§ **Do this**
Copy the rows below word for word, starting at the line with "Isolate wooden gazebo in the image above." and ending with the line with "[485,158,868,458]", both included.

(Rows from a collection)
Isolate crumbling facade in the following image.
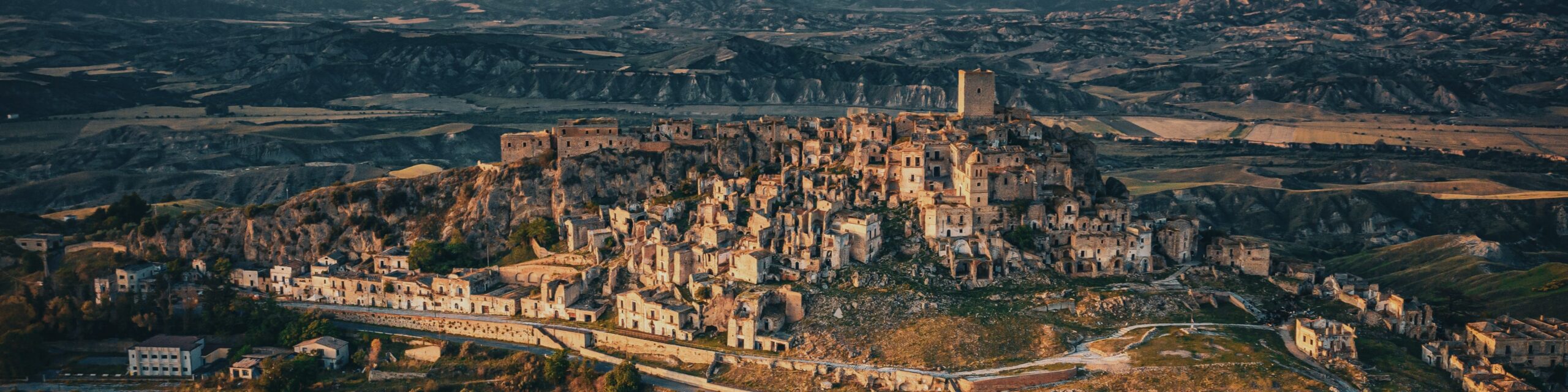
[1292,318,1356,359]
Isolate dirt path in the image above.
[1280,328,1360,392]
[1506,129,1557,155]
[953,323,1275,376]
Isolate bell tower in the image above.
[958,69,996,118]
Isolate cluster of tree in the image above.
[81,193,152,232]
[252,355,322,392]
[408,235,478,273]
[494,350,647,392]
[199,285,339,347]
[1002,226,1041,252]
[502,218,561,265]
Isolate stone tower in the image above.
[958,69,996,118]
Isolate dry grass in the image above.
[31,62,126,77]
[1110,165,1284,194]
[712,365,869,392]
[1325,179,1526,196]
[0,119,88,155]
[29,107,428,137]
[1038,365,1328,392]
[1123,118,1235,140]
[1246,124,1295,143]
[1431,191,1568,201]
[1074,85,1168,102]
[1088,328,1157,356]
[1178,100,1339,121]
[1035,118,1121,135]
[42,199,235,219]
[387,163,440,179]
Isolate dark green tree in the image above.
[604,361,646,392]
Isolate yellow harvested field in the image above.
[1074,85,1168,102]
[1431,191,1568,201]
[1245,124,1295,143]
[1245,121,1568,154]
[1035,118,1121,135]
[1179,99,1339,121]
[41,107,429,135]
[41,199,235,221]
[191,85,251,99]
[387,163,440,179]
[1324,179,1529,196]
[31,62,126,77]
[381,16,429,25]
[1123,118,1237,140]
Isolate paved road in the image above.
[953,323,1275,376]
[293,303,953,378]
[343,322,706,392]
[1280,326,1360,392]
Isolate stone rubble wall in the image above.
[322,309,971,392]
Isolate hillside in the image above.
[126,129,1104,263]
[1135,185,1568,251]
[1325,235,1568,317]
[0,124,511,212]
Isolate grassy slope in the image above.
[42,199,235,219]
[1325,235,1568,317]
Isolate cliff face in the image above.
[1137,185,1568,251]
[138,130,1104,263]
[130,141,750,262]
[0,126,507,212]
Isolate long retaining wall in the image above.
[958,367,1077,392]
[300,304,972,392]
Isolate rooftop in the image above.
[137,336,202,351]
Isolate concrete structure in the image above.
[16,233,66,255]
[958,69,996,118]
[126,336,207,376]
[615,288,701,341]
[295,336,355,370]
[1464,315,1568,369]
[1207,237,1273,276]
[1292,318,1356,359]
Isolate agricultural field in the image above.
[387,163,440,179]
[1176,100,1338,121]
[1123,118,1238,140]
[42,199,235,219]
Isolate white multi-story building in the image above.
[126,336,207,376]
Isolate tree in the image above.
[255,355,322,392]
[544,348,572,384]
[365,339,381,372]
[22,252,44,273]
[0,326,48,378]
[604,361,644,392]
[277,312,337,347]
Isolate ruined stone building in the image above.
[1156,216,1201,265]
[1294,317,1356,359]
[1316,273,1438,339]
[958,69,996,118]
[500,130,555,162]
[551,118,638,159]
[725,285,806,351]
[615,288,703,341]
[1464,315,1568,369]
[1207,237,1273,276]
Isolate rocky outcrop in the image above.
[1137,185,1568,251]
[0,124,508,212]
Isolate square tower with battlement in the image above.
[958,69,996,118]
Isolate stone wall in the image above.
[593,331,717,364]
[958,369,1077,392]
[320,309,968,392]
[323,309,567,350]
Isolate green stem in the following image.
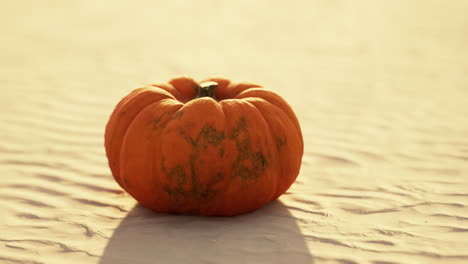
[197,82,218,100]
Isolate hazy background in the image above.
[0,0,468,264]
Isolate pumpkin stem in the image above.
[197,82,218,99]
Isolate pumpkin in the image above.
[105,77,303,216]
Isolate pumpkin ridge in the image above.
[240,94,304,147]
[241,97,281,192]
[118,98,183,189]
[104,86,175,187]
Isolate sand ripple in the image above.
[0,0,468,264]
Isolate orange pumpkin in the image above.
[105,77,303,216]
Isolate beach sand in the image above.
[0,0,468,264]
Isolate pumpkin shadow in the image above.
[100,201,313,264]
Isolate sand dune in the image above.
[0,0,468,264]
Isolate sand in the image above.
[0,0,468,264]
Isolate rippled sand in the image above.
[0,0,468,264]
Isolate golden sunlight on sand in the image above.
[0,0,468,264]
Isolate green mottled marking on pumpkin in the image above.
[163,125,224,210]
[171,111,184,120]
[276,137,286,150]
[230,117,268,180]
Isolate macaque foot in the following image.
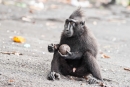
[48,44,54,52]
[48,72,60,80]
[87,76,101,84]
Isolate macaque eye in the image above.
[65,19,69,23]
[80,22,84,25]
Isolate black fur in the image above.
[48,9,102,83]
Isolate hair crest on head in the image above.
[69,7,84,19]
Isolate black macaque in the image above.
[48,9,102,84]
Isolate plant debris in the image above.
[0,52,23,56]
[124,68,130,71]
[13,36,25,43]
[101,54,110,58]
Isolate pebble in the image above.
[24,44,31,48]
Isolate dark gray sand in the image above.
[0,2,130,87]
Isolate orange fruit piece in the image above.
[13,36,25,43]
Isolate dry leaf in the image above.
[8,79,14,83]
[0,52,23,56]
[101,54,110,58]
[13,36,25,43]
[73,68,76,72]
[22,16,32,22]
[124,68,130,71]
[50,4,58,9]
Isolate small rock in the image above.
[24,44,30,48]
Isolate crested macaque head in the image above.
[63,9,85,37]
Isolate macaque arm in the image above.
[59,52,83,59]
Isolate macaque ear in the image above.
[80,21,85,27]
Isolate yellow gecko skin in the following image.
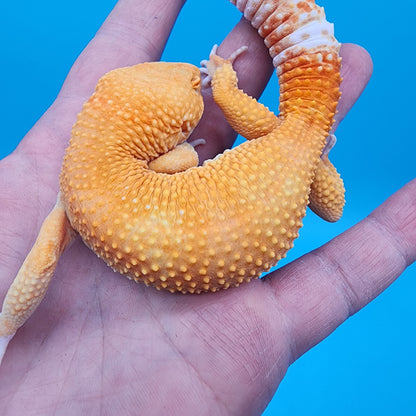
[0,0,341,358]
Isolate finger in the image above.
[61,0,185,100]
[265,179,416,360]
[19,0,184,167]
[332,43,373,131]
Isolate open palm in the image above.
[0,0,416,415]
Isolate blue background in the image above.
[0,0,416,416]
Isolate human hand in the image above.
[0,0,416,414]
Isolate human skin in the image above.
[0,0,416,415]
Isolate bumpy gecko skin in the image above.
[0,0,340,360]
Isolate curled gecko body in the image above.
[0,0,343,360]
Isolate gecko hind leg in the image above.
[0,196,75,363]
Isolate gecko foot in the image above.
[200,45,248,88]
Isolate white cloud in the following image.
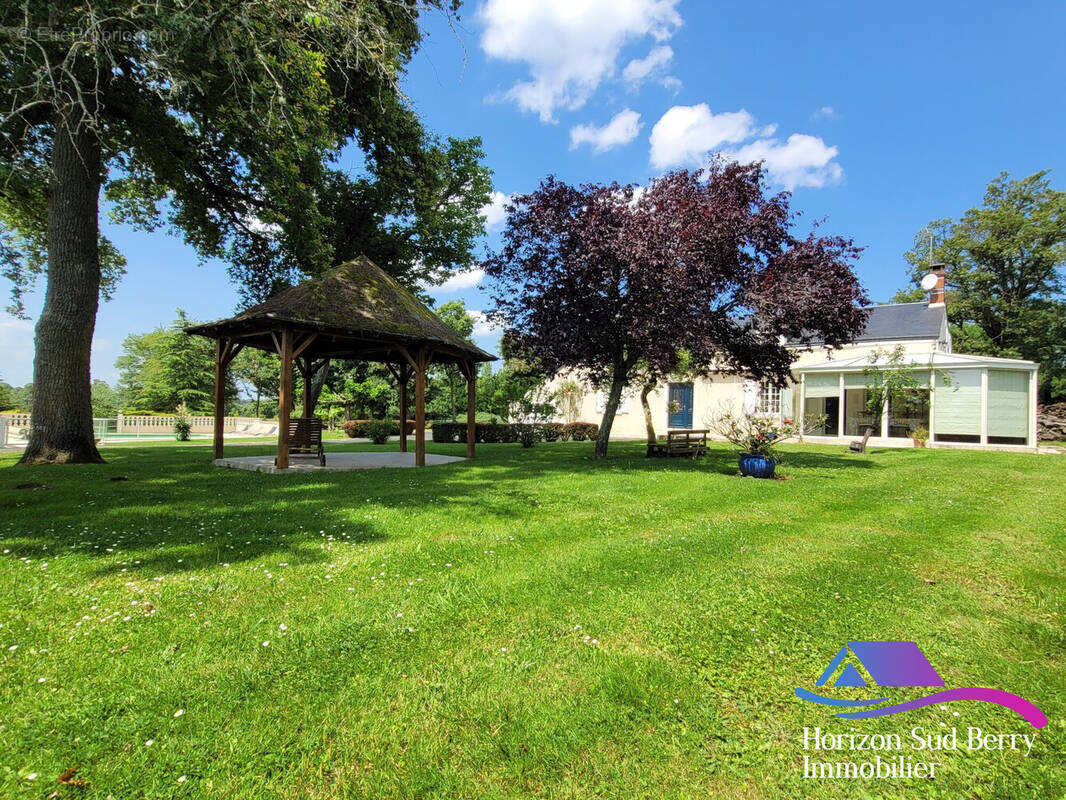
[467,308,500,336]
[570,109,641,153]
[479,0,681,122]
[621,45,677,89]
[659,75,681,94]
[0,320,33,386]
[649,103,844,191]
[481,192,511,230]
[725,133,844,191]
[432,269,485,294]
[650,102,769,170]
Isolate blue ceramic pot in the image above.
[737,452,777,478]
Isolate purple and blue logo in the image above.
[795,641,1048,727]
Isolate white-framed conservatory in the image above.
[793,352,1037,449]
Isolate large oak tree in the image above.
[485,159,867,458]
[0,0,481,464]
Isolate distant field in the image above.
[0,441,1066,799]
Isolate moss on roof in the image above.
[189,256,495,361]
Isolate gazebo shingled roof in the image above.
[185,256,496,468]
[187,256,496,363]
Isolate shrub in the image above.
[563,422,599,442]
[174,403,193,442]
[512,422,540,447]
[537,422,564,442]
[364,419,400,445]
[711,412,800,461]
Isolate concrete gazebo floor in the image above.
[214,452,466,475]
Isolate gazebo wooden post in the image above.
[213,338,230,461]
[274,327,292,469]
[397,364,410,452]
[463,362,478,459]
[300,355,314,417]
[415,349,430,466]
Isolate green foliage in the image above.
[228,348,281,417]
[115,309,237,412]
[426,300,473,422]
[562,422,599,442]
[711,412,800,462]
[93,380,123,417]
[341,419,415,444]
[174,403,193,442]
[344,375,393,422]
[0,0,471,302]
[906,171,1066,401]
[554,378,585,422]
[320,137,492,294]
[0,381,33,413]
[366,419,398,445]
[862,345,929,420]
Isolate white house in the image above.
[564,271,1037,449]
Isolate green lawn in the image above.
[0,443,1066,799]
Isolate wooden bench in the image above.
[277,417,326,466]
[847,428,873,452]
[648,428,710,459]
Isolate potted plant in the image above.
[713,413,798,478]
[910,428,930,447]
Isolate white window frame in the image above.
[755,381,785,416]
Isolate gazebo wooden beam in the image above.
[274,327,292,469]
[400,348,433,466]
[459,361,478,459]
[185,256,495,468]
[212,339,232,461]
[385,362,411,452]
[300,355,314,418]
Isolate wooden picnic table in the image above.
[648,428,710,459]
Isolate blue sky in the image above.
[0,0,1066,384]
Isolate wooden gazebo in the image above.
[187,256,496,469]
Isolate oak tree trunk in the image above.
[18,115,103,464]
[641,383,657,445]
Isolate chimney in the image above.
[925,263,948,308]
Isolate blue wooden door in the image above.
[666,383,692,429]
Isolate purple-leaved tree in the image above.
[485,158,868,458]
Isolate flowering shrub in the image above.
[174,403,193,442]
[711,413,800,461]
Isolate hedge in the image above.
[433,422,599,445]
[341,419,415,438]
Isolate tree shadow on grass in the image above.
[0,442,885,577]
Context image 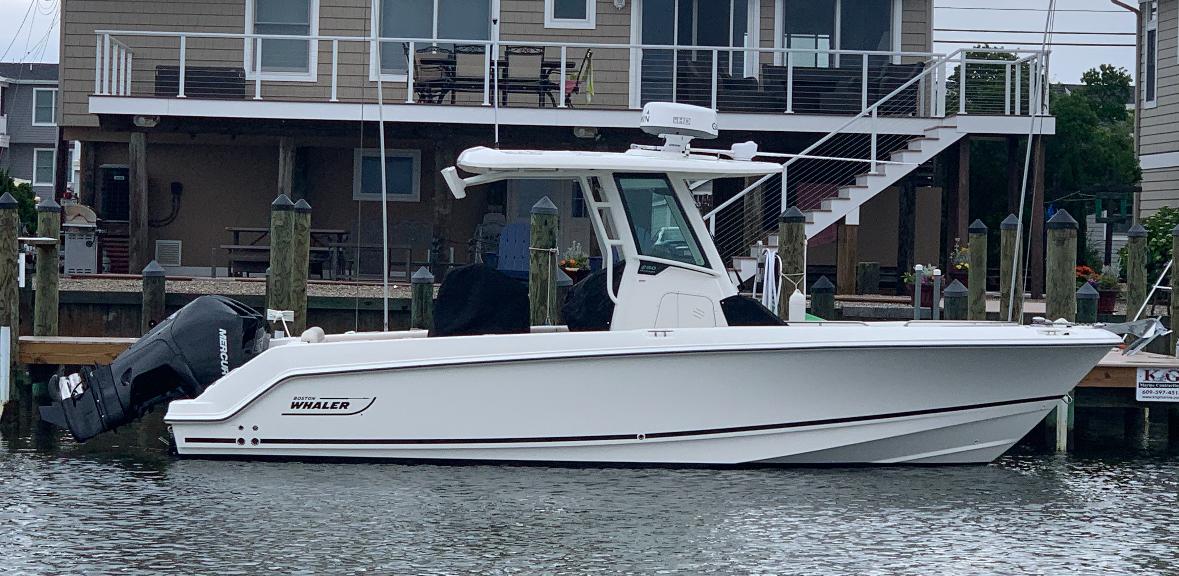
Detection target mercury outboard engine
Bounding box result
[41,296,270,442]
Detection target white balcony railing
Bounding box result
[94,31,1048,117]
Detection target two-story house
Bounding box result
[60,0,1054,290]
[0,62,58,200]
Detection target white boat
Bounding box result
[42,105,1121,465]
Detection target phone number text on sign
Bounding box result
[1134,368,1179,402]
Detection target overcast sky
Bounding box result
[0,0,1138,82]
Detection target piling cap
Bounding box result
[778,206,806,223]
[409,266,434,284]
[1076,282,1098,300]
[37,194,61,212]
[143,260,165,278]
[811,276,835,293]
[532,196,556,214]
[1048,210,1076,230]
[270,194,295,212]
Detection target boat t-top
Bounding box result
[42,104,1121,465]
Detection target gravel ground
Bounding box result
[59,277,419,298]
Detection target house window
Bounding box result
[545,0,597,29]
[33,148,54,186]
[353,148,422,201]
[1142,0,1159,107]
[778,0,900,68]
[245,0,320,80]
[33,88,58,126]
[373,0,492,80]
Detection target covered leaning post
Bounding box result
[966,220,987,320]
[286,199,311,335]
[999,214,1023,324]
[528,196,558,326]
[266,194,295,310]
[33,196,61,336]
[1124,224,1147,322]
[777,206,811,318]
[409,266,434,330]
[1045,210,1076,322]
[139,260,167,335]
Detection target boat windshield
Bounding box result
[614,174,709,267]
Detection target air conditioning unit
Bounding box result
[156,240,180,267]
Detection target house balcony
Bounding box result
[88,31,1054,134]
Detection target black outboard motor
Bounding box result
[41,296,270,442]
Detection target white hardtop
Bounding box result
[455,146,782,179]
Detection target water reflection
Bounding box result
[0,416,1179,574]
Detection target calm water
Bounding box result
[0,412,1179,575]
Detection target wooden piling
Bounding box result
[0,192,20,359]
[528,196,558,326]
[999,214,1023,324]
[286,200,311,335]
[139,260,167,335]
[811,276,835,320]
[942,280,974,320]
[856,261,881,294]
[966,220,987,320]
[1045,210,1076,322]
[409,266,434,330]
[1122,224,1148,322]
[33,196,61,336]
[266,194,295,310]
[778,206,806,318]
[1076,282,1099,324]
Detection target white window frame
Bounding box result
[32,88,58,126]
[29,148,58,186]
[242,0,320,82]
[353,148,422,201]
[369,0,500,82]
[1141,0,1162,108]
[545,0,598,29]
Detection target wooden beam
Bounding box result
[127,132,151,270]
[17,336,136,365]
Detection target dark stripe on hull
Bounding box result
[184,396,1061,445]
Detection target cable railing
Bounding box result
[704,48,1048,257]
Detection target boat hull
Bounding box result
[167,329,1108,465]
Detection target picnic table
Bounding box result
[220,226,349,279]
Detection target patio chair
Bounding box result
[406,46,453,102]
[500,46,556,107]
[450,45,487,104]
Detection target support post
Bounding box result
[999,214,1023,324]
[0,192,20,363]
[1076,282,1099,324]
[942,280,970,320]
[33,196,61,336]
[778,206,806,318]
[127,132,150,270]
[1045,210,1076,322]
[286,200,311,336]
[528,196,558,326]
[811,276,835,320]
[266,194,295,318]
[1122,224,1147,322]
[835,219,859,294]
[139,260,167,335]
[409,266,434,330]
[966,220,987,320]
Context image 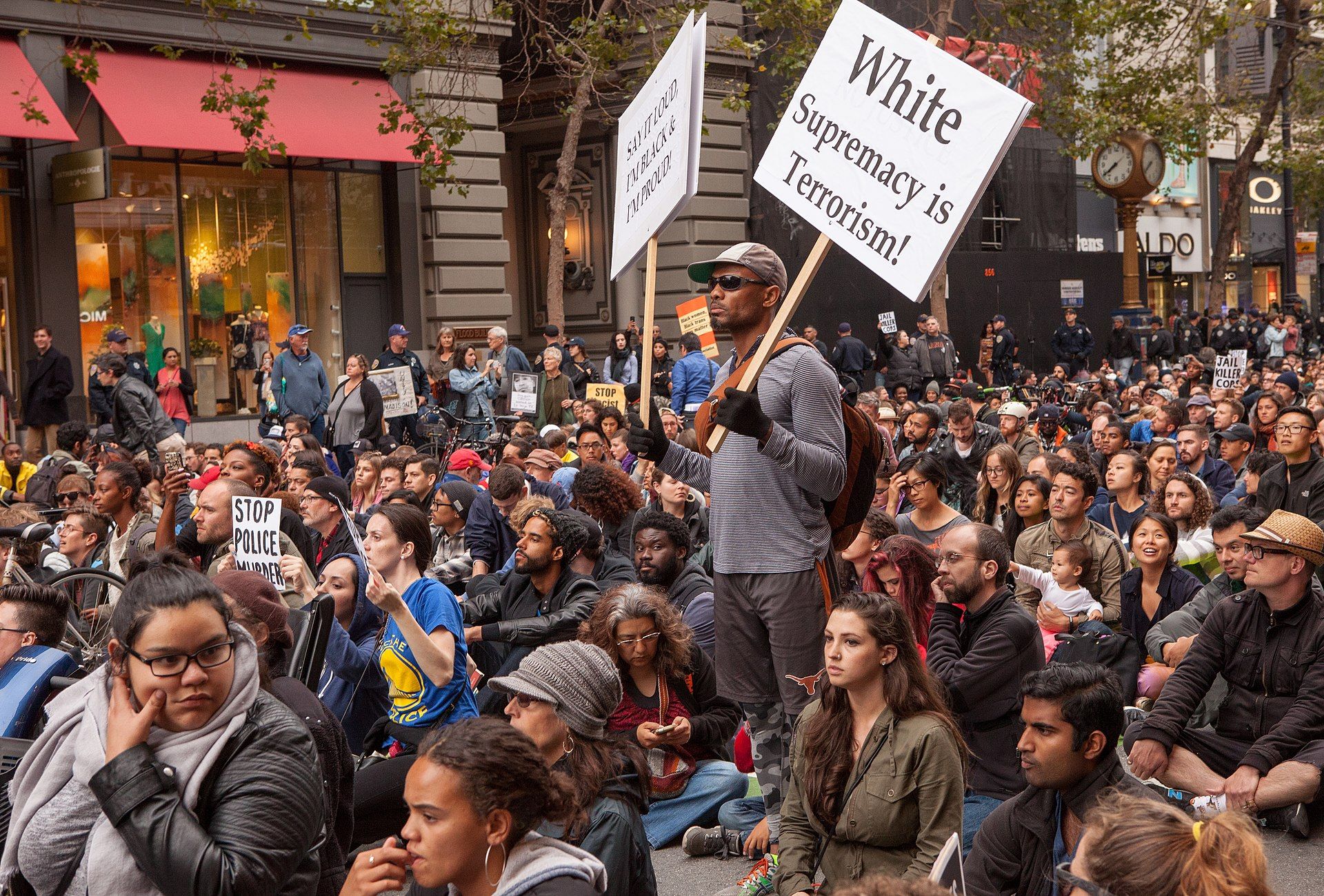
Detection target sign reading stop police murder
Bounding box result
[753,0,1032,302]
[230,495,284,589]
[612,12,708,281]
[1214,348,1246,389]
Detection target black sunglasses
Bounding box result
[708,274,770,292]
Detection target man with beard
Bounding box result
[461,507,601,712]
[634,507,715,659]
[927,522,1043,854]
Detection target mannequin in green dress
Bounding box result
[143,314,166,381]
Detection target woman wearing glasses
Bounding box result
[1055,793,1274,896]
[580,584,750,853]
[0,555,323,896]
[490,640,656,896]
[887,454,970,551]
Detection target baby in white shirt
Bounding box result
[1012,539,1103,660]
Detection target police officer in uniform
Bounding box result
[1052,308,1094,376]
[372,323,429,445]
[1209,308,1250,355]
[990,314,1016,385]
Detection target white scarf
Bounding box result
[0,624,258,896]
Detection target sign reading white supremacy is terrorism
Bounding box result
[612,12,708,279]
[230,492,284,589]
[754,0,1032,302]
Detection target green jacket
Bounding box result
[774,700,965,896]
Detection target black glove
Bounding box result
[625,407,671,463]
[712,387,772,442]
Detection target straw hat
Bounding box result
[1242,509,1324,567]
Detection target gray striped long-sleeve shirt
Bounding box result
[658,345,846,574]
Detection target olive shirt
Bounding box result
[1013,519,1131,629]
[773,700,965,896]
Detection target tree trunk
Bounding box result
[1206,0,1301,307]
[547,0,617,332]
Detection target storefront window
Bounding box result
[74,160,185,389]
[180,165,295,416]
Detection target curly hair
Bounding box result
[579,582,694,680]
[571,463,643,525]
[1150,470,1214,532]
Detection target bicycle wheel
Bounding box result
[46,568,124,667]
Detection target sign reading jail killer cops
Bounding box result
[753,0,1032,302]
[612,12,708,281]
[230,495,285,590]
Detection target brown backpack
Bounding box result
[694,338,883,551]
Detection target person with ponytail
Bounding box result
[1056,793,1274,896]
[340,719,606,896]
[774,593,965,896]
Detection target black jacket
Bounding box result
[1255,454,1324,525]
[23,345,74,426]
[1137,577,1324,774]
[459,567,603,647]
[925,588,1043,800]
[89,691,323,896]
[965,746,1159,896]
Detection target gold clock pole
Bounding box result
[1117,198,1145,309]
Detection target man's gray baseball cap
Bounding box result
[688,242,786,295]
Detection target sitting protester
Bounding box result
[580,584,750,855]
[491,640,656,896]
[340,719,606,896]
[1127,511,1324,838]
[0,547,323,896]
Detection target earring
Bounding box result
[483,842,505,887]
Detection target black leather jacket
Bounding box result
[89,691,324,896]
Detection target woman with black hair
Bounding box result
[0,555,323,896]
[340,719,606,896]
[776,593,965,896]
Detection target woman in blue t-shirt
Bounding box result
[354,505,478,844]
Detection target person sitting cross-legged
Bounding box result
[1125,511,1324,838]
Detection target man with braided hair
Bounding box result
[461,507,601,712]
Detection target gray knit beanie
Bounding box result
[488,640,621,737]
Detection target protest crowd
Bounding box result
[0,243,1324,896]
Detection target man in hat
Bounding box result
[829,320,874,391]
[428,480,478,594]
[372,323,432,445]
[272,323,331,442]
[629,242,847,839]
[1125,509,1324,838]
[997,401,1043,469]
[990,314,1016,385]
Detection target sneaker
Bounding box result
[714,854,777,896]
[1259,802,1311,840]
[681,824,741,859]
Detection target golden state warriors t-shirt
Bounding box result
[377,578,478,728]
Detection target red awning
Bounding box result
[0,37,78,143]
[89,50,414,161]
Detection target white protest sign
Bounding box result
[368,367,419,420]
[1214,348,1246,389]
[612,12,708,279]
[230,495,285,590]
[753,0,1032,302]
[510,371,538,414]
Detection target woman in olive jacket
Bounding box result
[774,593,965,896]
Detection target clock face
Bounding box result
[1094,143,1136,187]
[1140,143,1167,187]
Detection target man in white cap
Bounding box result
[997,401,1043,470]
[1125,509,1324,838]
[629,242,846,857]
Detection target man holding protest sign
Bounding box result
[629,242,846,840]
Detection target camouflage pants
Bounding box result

§ **Finished task**
Isolate wooden gazebo in the image above.
[187,256,496,469]
Isolate oak tree trunk in the image above.
[18,115,103,464]
[641,383,657,445]
Isolate chimney in the image above.
[925,263,948,308]
Isolate blue wooden door in the image above.
[666,383,692,429]
Isolate purple-leaved tree in the image above.
[485,158,868,458]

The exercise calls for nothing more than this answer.